[Start of section]

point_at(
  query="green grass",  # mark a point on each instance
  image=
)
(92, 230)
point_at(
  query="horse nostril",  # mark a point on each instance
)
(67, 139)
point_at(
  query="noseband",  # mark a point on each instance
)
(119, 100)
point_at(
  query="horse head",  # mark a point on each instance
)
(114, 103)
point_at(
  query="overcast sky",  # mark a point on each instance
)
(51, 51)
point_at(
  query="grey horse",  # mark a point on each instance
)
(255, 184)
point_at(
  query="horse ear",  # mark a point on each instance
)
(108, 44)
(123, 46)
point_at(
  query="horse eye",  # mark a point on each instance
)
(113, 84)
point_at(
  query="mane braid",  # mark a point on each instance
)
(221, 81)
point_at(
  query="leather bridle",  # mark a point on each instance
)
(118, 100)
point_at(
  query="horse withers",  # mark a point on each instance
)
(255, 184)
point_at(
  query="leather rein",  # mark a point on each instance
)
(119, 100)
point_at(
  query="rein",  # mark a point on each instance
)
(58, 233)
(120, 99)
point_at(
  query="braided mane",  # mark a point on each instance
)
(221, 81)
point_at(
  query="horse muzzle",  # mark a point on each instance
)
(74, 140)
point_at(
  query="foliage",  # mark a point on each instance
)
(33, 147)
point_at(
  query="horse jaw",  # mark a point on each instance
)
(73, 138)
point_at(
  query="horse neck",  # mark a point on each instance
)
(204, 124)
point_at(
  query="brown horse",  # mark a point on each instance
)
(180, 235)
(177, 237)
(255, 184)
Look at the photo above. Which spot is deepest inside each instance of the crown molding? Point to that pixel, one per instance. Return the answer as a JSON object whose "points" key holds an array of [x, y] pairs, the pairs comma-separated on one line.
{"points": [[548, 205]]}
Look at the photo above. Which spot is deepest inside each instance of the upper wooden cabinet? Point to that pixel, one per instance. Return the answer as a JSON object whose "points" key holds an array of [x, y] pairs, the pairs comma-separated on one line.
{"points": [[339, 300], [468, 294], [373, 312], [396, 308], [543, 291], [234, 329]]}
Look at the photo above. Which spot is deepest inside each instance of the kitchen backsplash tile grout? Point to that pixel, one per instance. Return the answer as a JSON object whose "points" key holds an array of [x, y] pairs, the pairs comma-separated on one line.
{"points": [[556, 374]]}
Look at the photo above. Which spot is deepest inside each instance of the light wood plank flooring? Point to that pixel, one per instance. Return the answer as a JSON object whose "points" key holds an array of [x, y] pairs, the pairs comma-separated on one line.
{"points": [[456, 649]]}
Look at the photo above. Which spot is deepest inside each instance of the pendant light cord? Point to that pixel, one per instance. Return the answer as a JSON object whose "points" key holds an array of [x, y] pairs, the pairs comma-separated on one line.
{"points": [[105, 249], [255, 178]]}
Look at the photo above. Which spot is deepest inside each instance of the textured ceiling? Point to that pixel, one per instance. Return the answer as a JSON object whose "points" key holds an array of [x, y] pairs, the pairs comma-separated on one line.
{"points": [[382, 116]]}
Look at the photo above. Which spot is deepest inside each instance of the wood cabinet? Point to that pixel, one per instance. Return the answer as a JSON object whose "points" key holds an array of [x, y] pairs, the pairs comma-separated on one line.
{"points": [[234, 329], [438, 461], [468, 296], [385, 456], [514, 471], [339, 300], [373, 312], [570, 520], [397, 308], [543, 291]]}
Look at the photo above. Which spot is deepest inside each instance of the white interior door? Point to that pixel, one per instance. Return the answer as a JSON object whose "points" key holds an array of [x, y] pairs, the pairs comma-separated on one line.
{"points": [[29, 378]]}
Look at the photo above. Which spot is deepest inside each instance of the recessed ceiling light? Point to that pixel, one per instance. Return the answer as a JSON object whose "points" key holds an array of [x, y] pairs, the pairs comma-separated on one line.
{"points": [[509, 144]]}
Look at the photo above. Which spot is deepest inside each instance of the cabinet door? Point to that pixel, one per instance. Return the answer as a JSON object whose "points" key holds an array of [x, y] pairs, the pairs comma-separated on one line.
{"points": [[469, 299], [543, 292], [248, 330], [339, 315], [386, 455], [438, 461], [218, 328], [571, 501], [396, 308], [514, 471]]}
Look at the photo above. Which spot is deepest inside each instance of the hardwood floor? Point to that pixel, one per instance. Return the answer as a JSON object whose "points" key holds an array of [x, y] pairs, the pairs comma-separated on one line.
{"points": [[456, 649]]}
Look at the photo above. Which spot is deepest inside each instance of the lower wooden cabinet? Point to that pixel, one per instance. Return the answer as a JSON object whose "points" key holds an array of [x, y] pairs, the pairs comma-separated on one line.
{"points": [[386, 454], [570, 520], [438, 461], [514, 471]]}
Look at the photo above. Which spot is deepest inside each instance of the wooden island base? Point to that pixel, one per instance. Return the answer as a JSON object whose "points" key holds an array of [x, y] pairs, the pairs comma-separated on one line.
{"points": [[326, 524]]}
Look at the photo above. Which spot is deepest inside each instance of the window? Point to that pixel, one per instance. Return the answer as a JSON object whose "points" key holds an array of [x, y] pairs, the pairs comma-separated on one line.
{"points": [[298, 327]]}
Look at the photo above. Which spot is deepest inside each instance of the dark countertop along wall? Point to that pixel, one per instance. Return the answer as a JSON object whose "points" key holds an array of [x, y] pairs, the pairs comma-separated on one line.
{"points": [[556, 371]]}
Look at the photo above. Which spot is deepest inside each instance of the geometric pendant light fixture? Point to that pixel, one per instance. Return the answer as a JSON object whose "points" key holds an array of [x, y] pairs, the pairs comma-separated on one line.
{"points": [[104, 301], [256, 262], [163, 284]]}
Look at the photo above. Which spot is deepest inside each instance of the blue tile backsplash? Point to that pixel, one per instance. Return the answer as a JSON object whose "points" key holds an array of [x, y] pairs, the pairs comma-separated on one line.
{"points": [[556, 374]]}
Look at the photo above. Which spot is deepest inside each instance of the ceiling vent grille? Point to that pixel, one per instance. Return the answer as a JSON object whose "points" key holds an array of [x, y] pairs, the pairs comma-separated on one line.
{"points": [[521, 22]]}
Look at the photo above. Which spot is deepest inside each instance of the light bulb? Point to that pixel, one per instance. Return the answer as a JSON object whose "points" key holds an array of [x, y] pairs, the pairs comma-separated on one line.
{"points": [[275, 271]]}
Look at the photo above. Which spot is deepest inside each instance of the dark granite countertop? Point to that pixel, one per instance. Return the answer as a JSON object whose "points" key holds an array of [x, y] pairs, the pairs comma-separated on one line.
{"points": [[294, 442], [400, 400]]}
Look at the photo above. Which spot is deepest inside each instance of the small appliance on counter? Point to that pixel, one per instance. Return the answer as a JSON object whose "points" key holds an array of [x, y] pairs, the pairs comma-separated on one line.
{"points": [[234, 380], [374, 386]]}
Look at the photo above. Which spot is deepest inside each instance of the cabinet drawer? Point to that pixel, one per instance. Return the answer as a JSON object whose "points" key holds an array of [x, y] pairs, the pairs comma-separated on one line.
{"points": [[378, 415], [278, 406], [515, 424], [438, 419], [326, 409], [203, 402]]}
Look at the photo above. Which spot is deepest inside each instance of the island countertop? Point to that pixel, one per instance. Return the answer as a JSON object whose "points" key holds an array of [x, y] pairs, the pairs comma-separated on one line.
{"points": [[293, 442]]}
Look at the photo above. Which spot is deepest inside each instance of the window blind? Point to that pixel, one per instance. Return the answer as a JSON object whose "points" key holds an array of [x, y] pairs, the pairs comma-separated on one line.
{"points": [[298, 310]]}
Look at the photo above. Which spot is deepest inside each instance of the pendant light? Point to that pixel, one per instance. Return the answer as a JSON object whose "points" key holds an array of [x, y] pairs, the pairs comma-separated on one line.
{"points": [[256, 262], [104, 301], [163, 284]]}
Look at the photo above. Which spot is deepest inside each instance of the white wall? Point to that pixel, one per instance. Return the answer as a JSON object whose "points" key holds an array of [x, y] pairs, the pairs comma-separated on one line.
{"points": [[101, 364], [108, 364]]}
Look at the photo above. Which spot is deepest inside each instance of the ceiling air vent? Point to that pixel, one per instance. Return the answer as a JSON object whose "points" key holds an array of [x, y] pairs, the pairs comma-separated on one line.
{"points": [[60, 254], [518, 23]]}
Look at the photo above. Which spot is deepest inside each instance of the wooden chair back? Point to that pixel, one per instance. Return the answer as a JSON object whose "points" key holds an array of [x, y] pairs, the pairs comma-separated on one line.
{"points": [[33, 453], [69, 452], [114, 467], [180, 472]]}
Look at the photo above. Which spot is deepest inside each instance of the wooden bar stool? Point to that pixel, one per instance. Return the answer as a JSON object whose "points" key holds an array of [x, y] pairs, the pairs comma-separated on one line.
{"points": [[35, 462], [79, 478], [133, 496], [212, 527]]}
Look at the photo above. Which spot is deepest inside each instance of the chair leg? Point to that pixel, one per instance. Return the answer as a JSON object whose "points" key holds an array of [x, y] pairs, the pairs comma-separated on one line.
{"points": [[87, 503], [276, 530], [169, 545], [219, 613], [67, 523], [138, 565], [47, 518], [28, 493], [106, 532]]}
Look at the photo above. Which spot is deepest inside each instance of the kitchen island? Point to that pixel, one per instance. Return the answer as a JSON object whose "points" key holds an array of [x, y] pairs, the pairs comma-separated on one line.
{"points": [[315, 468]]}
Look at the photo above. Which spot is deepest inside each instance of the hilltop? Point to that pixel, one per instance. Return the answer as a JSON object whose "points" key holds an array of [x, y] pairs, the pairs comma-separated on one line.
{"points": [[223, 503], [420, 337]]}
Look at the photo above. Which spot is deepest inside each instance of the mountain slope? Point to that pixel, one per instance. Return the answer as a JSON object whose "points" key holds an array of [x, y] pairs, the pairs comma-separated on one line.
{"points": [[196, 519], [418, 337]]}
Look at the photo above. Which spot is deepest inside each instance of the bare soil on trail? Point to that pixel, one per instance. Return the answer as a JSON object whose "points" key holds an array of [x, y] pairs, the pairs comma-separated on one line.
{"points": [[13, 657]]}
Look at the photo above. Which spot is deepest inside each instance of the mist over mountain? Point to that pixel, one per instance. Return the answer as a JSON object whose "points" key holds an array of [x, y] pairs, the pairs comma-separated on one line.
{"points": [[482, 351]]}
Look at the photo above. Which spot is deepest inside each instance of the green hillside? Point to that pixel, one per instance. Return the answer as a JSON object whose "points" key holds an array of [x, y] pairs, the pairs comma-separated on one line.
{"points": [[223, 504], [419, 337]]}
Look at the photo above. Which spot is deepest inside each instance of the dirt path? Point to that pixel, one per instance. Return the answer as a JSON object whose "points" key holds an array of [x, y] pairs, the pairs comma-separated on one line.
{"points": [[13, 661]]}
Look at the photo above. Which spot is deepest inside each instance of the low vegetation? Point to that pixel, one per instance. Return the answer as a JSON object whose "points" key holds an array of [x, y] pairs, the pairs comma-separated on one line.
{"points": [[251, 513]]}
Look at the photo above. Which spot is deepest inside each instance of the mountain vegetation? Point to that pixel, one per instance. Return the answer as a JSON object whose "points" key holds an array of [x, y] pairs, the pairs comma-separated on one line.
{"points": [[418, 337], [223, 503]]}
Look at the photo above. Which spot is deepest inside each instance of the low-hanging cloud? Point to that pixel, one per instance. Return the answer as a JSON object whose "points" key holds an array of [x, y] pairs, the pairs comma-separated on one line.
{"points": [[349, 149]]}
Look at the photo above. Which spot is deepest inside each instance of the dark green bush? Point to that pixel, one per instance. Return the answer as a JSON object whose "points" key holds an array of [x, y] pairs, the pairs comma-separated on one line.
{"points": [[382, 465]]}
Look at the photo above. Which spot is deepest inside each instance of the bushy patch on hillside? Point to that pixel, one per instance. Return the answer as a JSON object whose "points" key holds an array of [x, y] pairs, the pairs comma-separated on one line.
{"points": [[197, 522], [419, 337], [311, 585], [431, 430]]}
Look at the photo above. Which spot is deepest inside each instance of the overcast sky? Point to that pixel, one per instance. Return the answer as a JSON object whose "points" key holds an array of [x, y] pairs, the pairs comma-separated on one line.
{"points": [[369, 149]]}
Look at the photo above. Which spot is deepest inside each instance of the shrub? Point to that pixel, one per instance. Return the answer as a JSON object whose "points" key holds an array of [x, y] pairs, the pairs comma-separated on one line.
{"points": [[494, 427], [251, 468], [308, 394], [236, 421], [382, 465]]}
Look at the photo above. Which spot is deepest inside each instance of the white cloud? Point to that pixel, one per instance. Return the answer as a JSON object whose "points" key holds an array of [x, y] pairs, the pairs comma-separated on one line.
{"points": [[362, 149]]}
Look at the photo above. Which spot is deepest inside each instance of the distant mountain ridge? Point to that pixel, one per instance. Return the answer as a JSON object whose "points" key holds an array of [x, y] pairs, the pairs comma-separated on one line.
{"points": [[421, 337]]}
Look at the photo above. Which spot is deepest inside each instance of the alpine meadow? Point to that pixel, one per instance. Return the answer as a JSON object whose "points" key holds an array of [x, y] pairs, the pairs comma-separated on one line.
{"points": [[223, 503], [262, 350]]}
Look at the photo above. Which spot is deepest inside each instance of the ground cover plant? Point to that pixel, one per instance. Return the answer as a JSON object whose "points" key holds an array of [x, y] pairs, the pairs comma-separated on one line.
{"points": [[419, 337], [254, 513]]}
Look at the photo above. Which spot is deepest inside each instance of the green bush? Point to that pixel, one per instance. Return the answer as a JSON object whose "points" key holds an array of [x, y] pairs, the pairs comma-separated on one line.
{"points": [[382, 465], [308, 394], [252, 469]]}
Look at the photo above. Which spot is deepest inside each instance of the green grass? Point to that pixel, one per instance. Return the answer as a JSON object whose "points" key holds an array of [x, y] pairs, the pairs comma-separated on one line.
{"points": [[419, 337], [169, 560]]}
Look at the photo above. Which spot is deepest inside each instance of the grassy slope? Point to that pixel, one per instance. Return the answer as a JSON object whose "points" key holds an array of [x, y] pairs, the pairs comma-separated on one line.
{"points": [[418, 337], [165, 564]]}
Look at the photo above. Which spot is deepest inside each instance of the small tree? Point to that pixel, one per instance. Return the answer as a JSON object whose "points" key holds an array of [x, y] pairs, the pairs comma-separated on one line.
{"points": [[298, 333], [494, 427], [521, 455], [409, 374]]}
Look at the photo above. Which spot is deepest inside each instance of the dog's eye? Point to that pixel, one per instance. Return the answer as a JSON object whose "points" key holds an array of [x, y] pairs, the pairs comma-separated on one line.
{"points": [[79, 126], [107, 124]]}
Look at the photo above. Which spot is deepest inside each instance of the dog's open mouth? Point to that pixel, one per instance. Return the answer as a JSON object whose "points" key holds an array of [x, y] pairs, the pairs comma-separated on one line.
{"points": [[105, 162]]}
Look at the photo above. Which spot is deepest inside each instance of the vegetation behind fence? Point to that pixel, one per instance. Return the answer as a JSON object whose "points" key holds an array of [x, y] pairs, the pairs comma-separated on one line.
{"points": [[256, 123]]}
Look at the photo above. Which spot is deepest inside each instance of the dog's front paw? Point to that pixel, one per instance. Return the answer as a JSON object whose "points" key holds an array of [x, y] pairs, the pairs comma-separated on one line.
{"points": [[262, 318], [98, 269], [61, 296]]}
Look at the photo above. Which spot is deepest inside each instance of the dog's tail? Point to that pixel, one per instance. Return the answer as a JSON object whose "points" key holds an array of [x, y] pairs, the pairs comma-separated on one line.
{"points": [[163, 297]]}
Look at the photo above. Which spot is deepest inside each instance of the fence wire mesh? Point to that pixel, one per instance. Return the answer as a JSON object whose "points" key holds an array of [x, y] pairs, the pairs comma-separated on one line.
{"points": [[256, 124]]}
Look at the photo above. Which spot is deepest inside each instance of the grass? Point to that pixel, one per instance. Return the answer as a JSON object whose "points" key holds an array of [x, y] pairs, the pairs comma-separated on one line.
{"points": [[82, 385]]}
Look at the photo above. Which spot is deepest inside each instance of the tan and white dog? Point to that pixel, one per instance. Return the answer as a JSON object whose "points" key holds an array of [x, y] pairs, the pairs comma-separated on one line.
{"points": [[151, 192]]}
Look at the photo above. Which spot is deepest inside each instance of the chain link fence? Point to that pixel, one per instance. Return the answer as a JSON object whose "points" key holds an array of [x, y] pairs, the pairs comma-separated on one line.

[End of section]

AIM OF THE TASK: All lines holding the word "mane" must be found in the listing and copied.

ANSWER BOX:
  query="mane braid",  # mark a point on each instance
  query="braided mane",  # mark a point on each instance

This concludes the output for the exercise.